[Text section]

━━━━━━━━━━━━━━━━━━━━━━━━━━━━━━

Imitation capacity and brain function of stroke patients

The paper I discuss today relates to imitation and investigates what routes stroke patients used when executing an imitation task that they were asked to perform.

When we watch something and imitate it, there are two routes.

One is the meaning route (indirect route), by which we understand the meaning of an action before imitating it, and the other is the direct route, by which we set aside understanding the meaning and start by imitating the form as-is. The direct route ultimately joins up with the indirect route.

This could be represented schematically like this:

→→→→Meaning route (direct route)→→→→→→→→→→→→→→

Action input→Visual analysis→Long-term memory→Working memory→Action output
↓                       ↑
Direct route→→→→→→→→→→→→→→→→→→

The experiment results suggest that damage to the route via understanding of meaning is involved when meaningful gestures are difficult to imitate, while conversely damage to the direct route is involved when meaningless gestures are difficult to imitate.

The results also suggest that the basal ganglia play an important role in the execution of imitation.

[Abstract]

“Previous studies have suggested that imitators can reproduce known gestures shown by a model using a semantic, indirect route, and novel gestures using a sublexical, direct route. In the present study we aimed at testing the validity of such a dual-route model of action imitation. Patients with either left-brain damage (LBD) or right-brain damage (RBD) were tested on an action imitation task. Actions were either meaningful (n = 20) or meaningless (n = 20), and were presented in an intermingled list and, on a different day, in separate lists. We predicted that, in the mixed condition, patients would use a direct route to imitate meaningful and meaningless actions, as it allows the imitation of both action types. In the blocked condition, patients were expected to select the semantic route for meaningful actions and the direct route for meaningless actions. As hypothesized, none of the 32 patients showed dissociations between imitation of meaningful and meaningless actions in the mixed presentation. In contrast, eight patients showed a dissociation between imitation of meaningful actions and imitation of meaningless actions in the blocked presentation. Moreover, two of these patients showed a classical double dissociation between the imitation of the two action types. Results were interpreted in support of the validity of a dual-route model for explaining action imitation. We argue that the decrease in imitation of meaningful actions, relative to meaningless actions, is caused by a damage of the semantic route, and that the decline in imitation of meaningless actions, relative to meaningful actions, is produced by a breakdown of the direct route. The brain areas that were lesioned in all six LBD patients who showed a dissociation were in the superior temporal gyrus and the angular gyrus, whereas the two RBD subjects had common lesions of the pallidum and of the putamen. The brain structures affected in our patients with selective apraxia are consistent with those reported before in other neuropsychological reports.”

Reference URL: Neuropsychological evidence for a strategic control of multiple routes in imitation.

Comments

When imitating a meaningless action, the pathway is:
See→Imitate movement
but when imitating a meaningful action, the pathway is:
See→Understand meaning→Imitate movement

So, it seems that the difference between the two types of imitation is whether the route passes through meaning processing.

In addition, it is reported that the putamen and the hippocampus, which are deep within the brain, are heavily involved in imitation, suggesting that it cannot simply be marked down to left-brain damage and so on.

━━━━━━━━━━━━━━━━━━━━━━━━━━━━━━

[Information]
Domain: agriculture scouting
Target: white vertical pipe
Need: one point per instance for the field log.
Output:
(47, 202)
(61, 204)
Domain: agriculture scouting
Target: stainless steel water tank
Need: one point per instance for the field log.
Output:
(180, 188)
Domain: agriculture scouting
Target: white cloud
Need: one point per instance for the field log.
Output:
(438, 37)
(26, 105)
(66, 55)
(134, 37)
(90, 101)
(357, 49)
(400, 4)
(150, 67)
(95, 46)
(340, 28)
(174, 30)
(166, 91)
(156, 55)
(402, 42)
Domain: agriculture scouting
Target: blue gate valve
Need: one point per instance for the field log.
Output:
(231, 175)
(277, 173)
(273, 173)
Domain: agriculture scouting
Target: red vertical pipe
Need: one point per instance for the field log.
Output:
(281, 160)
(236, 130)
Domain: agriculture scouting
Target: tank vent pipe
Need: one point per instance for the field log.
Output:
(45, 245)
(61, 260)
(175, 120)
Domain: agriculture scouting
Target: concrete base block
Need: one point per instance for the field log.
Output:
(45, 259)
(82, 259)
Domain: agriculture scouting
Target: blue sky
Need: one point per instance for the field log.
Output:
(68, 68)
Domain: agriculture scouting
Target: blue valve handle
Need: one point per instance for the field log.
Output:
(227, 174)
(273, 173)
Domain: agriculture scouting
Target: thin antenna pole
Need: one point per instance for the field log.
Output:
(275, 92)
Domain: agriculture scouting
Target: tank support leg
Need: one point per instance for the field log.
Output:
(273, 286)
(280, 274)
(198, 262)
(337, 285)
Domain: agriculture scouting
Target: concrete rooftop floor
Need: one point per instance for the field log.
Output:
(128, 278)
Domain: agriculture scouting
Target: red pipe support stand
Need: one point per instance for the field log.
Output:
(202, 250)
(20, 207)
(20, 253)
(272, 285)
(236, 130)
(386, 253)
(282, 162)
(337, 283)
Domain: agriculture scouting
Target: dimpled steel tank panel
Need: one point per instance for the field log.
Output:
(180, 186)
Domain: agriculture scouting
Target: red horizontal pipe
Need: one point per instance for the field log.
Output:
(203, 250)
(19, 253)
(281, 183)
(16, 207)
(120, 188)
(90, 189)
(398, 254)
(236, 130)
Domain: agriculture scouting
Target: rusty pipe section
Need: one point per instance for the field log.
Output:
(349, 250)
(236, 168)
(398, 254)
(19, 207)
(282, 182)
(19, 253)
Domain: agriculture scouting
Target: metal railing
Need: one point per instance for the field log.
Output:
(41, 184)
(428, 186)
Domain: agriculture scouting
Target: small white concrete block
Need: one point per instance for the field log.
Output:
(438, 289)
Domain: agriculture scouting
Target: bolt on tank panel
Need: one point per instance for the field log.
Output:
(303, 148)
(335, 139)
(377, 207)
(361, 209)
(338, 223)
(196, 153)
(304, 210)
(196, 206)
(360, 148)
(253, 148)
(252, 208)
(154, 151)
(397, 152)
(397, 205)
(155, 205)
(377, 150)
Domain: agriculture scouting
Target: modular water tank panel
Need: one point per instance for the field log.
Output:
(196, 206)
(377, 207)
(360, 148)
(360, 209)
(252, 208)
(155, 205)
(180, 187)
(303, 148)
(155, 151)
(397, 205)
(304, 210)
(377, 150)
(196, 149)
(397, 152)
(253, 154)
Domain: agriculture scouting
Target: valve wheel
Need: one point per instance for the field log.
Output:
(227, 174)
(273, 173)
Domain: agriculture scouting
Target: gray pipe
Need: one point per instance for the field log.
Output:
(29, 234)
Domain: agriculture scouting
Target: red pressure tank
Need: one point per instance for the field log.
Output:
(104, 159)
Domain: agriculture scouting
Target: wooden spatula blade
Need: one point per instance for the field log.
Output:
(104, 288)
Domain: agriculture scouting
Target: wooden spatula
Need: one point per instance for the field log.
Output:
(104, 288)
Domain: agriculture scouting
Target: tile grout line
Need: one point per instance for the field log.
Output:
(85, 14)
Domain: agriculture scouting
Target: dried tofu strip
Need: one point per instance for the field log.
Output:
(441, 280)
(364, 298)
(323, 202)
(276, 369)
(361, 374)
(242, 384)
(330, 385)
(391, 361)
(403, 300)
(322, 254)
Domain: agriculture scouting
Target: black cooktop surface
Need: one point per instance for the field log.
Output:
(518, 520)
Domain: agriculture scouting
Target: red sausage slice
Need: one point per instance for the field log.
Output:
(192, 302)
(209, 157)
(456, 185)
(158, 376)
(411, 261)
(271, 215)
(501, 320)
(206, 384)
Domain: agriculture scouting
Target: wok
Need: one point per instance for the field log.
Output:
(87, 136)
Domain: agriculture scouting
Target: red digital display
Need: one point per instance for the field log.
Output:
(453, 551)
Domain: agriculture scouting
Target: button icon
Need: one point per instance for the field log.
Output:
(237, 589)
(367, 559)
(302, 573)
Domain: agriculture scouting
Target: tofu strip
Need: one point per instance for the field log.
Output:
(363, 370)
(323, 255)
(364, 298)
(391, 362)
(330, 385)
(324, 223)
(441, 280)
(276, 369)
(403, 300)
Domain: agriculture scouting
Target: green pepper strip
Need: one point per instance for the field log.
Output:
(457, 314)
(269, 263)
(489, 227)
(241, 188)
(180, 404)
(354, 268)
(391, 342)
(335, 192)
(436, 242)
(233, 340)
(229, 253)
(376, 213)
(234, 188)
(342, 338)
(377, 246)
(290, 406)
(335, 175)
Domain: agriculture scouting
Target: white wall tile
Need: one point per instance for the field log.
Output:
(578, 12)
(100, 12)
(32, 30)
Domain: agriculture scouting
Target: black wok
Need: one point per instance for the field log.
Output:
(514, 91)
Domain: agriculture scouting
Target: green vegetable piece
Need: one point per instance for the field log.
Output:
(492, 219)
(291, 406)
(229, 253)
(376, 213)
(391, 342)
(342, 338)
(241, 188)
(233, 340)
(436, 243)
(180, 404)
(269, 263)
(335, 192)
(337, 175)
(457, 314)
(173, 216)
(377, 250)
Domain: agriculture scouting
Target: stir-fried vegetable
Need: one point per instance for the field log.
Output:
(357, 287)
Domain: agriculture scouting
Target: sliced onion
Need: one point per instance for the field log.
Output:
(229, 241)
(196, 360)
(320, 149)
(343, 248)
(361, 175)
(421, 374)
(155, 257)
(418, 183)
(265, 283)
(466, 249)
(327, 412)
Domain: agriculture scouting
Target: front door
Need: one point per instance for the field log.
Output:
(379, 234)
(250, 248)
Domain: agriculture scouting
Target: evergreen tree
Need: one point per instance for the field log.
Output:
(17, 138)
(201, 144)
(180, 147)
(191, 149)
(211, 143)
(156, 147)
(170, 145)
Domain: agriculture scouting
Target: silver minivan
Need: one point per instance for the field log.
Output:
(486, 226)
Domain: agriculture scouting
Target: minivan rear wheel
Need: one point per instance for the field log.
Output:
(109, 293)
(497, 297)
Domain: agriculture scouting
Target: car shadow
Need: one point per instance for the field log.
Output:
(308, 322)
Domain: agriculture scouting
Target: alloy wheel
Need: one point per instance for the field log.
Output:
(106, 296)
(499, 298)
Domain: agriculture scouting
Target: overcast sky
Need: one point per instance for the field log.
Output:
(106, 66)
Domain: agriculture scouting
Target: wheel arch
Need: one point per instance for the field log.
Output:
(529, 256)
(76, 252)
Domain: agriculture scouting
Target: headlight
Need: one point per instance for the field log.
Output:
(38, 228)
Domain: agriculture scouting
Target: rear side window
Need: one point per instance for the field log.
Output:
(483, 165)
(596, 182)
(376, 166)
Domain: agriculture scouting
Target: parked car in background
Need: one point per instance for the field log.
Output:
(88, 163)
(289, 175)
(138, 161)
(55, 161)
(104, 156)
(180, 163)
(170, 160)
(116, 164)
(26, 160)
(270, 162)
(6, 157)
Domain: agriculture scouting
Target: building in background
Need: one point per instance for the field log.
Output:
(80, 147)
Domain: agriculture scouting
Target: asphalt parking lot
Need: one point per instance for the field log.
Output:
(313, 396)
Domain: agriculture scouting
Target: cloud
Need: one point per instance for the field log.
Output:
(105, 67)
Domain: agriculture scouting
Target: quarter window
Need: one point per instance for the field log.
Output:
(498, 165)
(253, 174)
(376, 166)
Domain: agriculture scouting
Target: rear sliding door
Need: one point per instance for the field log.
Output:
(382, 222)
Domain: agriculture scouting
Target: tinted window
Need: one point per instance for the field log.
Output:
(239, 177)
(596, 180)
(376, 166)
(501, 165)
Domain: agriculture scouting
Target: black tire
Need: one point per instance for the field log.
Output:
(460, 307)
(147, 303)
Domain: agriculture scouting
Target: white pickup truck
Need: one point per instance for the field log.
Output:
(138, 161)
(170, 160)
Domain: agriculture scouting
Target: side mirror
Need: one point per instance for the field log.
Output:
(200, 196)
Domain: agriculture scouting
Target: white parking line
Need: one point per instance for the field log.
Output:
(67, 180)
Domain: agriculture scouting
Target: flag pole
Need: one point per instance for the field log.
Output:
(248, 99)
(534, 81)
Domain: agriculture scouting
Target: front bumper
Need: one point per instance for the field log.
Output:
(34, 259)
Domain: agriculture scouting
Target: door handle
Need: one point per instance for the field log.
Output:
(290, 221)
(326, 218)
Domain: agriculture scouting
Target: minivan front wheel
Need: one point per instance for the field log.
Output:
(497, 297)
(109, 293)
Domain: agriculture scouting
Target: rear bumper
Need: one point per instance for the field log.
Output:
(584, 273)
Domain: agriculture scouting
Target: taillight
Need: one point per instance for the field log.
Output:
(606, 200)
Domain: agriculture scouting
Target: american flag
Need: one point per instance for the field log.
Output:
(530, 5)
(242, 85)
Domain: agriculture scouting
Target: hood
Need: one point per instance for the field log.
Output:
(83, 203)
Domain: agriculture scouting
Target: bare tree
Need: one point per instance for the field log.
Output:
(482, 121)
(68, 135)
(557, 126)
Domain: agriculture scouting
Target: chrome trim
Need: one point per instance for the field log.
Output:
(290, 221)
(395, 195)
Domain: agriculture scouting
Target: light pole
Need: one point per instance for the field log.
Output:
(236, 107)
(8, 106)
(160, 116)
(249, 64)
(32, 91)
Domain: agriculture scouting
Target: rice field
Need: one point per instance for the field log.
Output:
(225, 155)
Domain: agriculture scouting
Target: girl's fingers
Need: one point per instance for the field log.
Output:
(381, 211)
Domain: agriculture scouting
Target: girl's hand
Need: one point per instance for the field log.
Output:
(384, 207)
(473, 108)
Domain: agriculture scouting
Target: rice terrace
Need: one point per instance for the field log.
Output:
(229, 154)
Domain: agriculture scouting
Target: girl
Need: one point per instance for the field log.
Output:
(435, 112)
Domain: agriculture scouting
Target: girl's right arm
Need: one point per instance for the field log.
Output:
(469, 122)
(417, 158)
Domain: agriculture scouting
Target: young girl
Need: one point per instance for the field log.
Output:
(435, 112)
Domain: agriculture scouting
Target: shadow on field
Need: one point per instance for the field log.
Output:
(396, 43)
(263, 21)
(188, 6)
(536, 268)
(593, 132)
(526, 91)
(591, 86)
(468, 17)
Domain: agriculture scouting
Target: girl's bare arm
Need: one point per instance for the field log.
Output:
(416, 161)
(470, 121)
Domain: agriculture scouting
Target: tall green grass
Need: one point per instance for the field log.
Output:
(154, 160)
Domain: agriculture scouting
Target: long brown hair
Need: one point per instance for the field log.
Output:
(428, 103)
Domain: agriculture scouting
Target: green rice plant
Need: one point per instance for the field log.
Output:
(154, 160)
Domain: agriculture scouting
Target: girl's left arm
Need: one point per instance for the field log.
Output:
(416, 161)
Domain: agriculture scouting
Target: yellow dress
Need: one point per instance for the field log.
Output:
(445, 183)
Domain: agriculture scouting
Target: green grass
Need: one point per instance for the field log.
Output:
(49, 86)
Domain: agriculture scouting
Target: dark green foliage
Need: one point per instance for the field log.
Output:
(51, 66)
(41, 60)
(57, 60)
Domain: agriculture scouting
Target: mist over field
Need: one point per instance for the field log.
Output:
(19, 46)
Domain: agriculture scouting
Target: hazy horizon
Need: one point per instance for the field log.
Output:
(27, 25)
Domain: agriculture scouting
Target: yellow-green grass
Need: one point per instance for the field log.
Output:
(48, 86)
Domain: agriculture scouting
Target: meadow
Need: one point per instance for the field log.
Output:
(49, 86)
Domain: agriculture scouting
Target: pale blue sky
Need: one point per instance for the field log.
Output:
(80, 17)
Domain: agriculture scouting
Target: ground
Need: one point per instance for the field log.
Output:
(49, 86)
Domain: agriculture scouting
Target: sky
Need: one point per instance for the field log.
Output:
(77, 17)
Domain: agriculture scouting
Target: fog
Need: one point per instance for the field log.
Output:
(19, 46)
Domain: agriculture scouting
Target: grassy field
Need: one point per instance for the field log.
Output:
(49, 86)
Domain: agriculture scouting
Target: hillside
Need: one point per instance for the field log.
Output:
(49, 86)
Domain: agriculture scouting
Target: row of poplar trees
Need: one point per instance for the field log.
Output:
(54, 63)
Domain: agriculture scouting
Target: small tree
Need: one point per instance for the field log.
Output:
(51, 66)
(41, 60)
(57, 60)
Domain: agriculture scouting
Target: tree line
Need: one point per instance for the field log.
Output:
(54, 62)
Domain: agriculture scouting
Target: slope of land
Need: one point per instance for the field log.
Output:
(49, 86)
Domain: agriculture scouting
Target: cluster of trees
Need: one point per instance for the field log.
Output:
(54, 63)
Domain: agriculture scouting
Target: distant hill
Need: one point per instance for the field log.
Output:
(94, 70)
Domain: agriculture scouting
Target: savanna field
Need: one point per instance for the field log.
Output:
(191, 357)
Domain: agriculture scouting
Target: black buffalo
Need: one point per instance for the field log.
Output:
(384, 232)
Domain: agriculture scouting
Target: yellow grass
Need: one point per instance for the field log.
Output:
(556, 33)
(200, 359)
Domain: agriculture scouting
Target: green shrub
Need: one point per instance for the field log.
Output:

━━━━━━━━━━━━━━━━━━━━━━━━━━━━━━

[Task objective] Repeat the part of the text on imitation in stroke patients that begins at the words "One is the meaning" and stops after "the indirect route.". The rows come from a different source than the text on imitation in stroke patients.

[Exercise response]
One is the meaning route (indirect route), by which we understand the meaning of an action before imitating it, and the other is the direct route, by which we set aside understanding the meaning and start by imitating the form as-is. The direct route ultimately joins up with the indirect route.